-- Instruction --
Output the listing below word for word, keeping every line and its order unchanged.

Excerpts from a dataset on object pointing:
==================================================

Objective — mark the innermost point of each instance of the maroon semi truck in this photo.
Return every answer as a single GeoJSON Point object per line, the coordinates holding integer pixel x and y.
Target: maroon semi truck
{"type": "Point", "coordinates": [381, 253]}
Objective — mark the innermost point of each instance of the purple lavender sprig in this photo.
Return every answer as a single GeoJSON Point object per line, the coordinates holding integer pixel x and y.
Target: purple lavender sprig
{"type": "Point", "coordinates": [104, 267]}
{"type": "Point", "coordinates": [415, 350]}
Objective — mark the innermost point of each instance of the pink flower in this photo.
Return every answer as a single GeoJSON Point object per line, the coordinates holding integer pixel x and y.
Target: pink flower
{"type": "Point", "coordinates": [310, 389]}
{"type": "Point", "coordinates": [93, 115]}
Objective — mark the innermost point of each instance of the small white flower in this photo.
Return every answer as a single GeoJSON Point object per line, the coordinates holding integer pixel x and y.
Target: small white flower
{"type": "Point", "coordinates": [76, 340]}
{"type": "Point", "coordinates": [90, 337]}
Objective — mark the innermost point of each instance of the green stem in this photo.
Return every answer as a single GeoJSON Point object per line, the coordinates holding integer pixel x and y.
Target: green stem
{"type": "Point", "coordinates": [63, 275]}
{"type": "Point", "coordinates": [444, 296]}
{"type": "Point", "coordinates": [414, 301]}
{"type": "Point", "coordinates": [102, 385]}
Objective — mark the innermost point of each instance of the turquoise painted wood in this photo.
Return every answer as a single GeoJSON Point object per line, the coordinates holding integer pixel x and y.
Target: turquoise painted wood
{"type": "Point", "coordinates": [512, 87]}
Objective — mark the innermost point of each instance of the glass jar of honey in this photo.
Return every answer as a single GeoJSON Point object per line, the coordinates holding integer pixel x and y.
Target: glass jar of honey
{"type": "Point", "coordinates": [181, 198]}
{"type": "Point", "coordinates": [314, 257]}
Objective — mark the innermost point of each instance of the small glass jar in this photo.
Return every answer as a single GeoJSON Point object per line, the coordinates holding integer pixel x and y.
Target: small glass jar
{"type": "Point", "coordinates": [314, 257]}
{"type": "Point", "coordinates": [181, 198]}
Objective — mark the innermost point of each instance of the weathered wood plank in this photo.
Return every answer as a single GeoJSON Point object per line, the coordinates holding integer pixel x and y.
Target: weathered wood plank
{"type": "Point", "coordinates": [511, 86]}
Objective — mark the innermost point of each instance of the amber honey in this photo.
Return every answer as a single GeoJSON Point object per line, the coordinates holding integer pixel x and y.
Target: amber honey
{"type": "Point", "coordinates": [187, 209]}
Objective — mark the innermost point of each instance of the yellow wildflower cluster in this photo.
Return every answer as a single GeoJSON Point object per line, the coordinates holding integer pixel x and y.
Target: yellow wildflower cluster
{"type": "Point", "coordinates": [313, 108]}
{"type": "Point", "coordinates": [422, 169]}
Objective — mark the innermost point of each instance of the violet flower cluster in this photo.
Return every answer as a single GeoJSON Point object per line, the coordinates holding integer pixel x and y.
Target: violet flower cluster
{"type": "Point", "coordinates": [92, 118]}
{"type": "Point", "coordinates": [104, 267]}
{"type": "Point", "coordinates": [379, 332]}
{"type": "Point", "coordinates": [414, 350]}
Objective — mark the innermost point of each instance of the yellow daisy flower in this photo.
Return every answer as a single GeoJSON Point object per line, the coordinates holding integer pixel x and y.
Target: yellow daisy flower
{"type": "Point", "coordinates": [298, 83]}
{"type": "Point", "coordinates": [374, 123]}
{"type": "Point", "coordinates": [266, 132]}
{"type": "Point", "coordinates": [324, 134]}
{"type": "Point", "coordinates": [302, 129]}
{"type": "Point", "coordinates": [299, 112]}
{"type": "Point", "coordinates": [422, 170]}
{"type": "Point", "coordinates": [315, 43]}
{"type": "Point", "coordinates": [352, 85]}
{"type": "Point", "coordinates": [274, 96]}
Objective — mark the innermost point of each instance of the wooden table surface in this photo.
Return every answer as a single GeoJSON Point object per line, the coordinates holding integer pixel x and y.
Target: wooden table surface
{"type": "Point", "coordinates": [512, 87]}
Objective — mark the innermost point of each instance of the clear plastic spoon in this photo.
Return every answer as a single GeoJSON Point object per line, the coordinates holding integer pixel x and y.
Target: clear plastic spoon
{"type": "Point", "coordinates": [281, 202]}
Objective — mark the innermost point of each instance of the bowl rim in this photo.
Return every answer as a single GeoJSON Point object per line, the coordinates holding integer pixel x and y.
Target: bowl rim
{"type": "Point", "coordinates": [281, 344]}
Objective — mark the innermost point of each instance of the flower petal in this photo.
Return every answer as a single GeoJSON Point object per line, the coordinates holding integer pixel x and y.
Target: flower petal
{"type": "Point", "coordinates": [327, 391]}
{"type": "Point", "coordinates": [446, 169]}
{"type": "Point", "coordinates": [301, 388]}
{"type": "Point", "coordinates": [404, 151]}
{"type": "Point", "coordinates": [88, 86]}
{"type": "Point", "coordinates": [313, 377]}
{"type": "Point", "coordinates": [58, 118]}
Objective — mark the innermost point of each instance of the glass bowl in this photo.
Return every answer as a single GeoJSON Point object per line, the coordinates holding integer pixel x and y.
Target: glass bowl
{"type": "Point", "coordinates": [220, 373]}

==================================================

-- Output --
Objective — mark the innermost point of each instance of the maroon semi truck in this photo.
Return every answer as a single GeoJSON Point object per line, the coordinates holding integer pixel x and y.
Target: maroon semi truck
{"type": "Point", "coordinates": [381, 253]}
Objective — mark the innermost point of each instance of the purple lavender sprig in this photo.
Return every answer as a single GeoJSON Point object per line, the coordinates holding integer pixel x and y.
Target: purple lavender sprig
{"type": "Point", "coordinates": [104, 267]}
{"type": "Point", "coordinates": [415, 350]}
Objective — mark the innermost point of each instance of the pink flower in this photo.
Return every answer as a single GeoJSON Point object per line, the coordinates holding integer pixel x and y.
Target: pink flower
{"type": "Point", "coordinates": [310, 389]}
{"type": "Point", "coordinates": [93, 115]}
Objective — mark the innermost point of each instance of the small white flower in this photo.
Return every answer as a single GeoJSON Point object per line, the coordinates holding integer pixel x and y.
Target: small white flower
{"type": "Point", "coordinates": [76, 340]}
{"type": "Point", "coordinates": [90, 337]}
Objective — mark the innermost point of each instance of the green stem in this photo.
Return every answer as a single GeoJSON Point object per line, the coordinates holding integer pixel x and y.
Target: green stem
{"type": "Point", "coordinates": [63, 275]}
{"type": "Point", "coordinates": [444, 296]}
{"type": "Point", "coordinates": [414, 301]}
{"type": "Point", "coordinates": [102, 385]}
Objective — mark the innermost point of each instance of the turquoise painted wood in this photo.
Return every answer as a single GeoJSON Point object per line, the coordinates holding integer pixel x and y.
Target: turquoise painted wood
{"type": "Point", "coordinates": [512, 87]}
Objective — mark the innermost point of each instance of the glass jar of honey in this photo.
Return every answer as a single GeoJSON Point object per line, the coordinates holding integer pixel x and y.
Target: glass jar of honey
{"type": "Point", "coordinates": [181, 198]}
{"type": "Point", "coordinates": [314, 257]}
Objective — mark the innermost point of each instance of the small glass jar in this photo.
Return every answer as a single GeoJSON Point object per line, the coordinates holding integer pixel x and y.
Target: small glass jar
{"type": "Point", "coordinates": [314, 257]}
{"type": "Point", "coordinates": [181, 198]}
Objective — mark the innermost point of each instance of the weathered wood plank in this photo.
Return every answer as a single GeoJSON Point object per line, the coordinates holding integer pixel x and y.
Target: weathered wood plank
{"type": "Point", "coordinates": [511, 86]}
Objective — mark the innermost point of each instance of the amber honey in this photo.
Return every answer as a single GeoJSON Point object per line, the coordinates holding integer pixel x and y.
Target: amber honey
{"type": "Point", "coordinates": [187, 209]}
Objective — mark the innermost point of each instance of the yellow wildflower cluster in this photo.
Return every answer as a single GeoJSON Point object per line, the coordinates holding integer pixel x and y.
Target: yellow wildflower cluster
{"type": "Point", "coordinates": [313, 108]}
{"type": "Point", "coordinates": [422, 169]}
Objective — mark the innermost point of each instance of the violet flower cluster in this photo.
Return every answer as a single GeoJSON Point object per line, the coordinates holding integer pixel x and y.
Target: violet flower cluster
{"type": "Point", "coordinates": [92, 118]}
{"type": "Point", "coordinates": [104, 267]}
{"type": "Point", "coordinates": [379, 332]}
{"type": "Point", "coordinates": [414, 350]}
Objective — mark the innermost point of each instance of the yellow daisy flower in this photo.
Return every answer as a single GeoJSON Point object per line, the coordinates holding integer pixel x and y.
Target: yellow daisy flower
{"type": "Point", "coordinates": [298, 83]}
{"type": "Point", "coordinates": [374, 123]}
{"type": "Point", "coordinates": [266, 132]}
{"type": "Point", "coordinates": [324, 134]}
{"type": "Point", "coordinates": [302, 129]}
{"type": "Point", "coordinates": [299, 112]}
{"type": "Point", "coordinates": [422, 170]}
{"type": "Point", "coordinates": [315, 43]}
{"type": "Point", "coordinates": [352, 85]}
{"type": "Point", "coordinates": [274, 96]}
Objective — mark the innermost point of each instance of the wooden table surface in this photo.
Return every answer as a single GeoJSON Point object per line, the coordinates holding integer pixel x and y.
Target: wooden table surface
{"type": "Point", "coordinates": [512, 87]}
Objective — mark the innermost point of each instance of the clear plastic spoon in this photo.
Return every answer as a single GeoJSON Point object per line, the coordinates holding integer pixel x and y.
Target: clear plastic spoon
{"type": "Point", "coordinates": [281, 202]}
Objective — mark the innermost point of each instance of the bowl rim in this photo.
Return every answer as a single GeoJSON Point object per line, the coordinates holding integer pixel x and y.
Target: bowl rim
{"type": "Point", "coordinates": [281, 344]}
Objective — mark the innermost point of each instance of the flower petal in this photo.
Return every answer as a single GeoJSON Point object per line, the coordinates holding integer pixel x and y.
Target: flower petal
{"type": "Point", "coordinates": [327, 391]}
{"type": "Point", "coordinates": [446, 169]}
{"type": "Point", "coordinates": [301, 388]}
{"type": "Point", "coordinates": [404, 151]}
{"type": "Point", "coordinates": [88, 86]}
{"type": "Point", "coordinates": [313, 377]}
{"type": "Point", "coordinates": [58, 118]}
Objective — mark the innermost point of each instance of the glass bowl in this photo.
Return every answer as a single GeoJSON Point object per line, the coordinates holding integer pixel x and y.
Target: glass bowl
{"type": "Point", "coordinates": [220, 373]}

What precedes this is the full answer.